BRIEF:
Each line below is to be written out in full, exactly as shown.

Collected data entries

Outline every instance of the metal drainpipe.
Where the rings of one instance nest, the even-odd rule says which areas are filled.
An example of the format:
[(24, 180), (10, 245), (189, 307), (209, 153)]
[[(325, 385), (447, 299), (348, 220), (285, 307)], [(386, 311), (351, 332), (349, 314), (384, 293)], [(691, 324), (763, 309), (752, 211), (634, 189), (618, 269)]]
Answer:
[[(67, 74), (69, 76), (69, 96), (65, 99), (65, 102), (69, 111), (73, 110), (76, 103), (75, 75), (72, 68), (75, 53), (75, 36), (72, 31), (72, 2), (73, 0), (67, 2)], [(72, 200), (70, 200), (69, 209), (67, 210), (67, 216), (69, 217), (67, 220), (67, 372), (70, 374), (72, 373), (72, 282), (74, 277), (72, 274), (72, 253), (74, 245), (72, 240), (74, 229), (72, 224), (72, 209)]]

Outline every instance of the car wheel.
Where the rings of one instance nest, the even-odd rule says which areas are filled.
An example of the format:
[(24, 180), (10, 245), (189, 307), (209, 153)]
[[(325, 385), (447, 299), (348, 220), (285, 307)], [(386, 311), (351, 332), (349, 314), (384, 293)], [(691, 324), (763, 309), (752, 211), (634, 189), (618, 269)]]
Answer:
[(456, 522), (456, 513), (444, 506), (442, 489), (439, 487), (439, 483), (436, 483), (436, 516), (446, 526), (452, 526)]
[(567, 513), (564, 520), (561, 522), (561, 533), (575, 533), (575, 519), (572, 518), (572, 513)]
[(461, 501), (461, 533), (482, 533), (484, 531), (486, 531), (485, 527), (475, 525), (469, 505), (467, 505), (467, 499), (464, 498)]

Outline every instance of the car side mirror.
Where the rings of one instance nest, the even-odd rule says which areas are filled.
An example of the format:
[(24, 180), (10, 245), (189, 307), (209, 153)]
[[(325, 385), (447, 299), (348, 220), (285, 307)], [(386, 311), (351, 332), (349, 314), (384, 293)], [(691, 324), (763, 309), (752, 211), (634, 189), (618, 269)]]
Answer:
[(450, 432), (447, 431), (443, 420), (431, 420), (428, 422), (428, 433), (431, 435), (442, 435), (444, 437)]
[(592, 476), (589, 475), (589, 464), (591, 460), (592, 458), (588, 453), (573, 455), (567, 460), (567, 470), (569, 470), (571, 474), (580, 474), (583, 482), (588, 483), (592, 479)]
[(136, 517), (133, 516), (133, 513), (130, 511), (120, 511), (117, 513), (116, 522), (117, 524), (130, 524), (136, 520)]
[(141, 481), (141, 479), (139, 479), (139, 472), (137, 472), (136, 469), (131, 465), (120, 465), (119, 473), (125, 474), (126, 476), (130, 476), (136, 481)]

OUTPUT BELOW:
Outline every instance of the metal drainpipe.
Where the rings of one instance nest, the even-odd rule says which areas are filled.
An example of the format:
[(24, 180), (10, 245), (189, 307), (209, 153)]
[[(325, 385), (447, 299), (348, 220), (285, 307)], [(386, 311), (351, 332), (349, 314), (384, 293)], [(691, 324), (763, 309), (752, 211), (634, 189), (618, 269)]]
Answer:
[[(67, 74), (69, 76), (69, 96), (65, 99), (65, 102), (69, 111), (73, 110), (76, 103), (75, 75), (72, 68), (75, 53), (75, 36), (72, 31), (72, 2), (73, 0), (67, 2)], [(72, 200), (70, 200), (69, 209), (67, 210), (67, 216), (69, 217), (67, 220), (67, 372), (70, 374), (72, 373), (72, 282), (74, 277), (72, 274), (72, 253), (74, 245), (72, 240), (74, 229), (72, 224), (72, 209)]]

Outline every instance of the car wheel.
Where the rings of one instance nest, the even-odd rule says which areas are filled.
An example of the format:
[(24, 180), (10, 245), (189, 307), (209, 153)]
[[(325, 385), (447, 299), (348, 220), (285, 307)], [(386, 311), (351, 332), (349, 314), (384, 293)], [(691, 324), (763, 309), (752, 211), (634, 189), (618, 269)]]
Answer:
[(456, 522), (456, 513), (444, 506), (442, 489), (439, 487), (439, 483), (436, 483), (436, 516), (446, 526), (452, 526)]
[(567, 513), (564, 520), (561, 522), (561, 533), (575, 533), (575, 519), (572, 518), (572, 513)]
[(461, 501), (461, 533), (482, 533), (484, 531), (486, 531), (485, 527), (475, 525), (469, 505), (467, 505), (467, 499), (464, 498)]

Outline every instance of the car side mirror.
Where the rings of one instance nest, the even-odd rule says which areas are filled.
An example of the format:
[(24, 180), (10, 245), (189, 307), (209, 153)]
[[(325, 385), (447, 299), (348, 220), (285, 307)], [(386, 311), (351, 332), (349, 314), (384, 293)], [(691, 324), (763, 309), (752, 211), (634, 189), (618, 269)]]
Answer:
[(450, 432), (447, 431), (443, 420), (431, 420), (428, 422), (428, 433), (431, 435), (442, 435), (444, 437)]
[(592, 476), (589, 475), (589, 464), (591, 460), (592, 458), (588, 453), (573, 455), (567, 460), (567, 470), (569, 470), (571, 474), (580, 474), (583, 482), (588, 483), (592, 479)]
[(136, 517), (133, 516), (133, 513), (130, 511), (120, 511), (117, 513), (116, 522), (117, 524), (130, 524), (136, 520)]
[(141, 481), (141, 479), (139, 479), (139, 472), (137, 472), (136, 469), (131, 465), (120, 465), (119, 473), (125, 474), (126, 476), (130, 476), (136, 481)]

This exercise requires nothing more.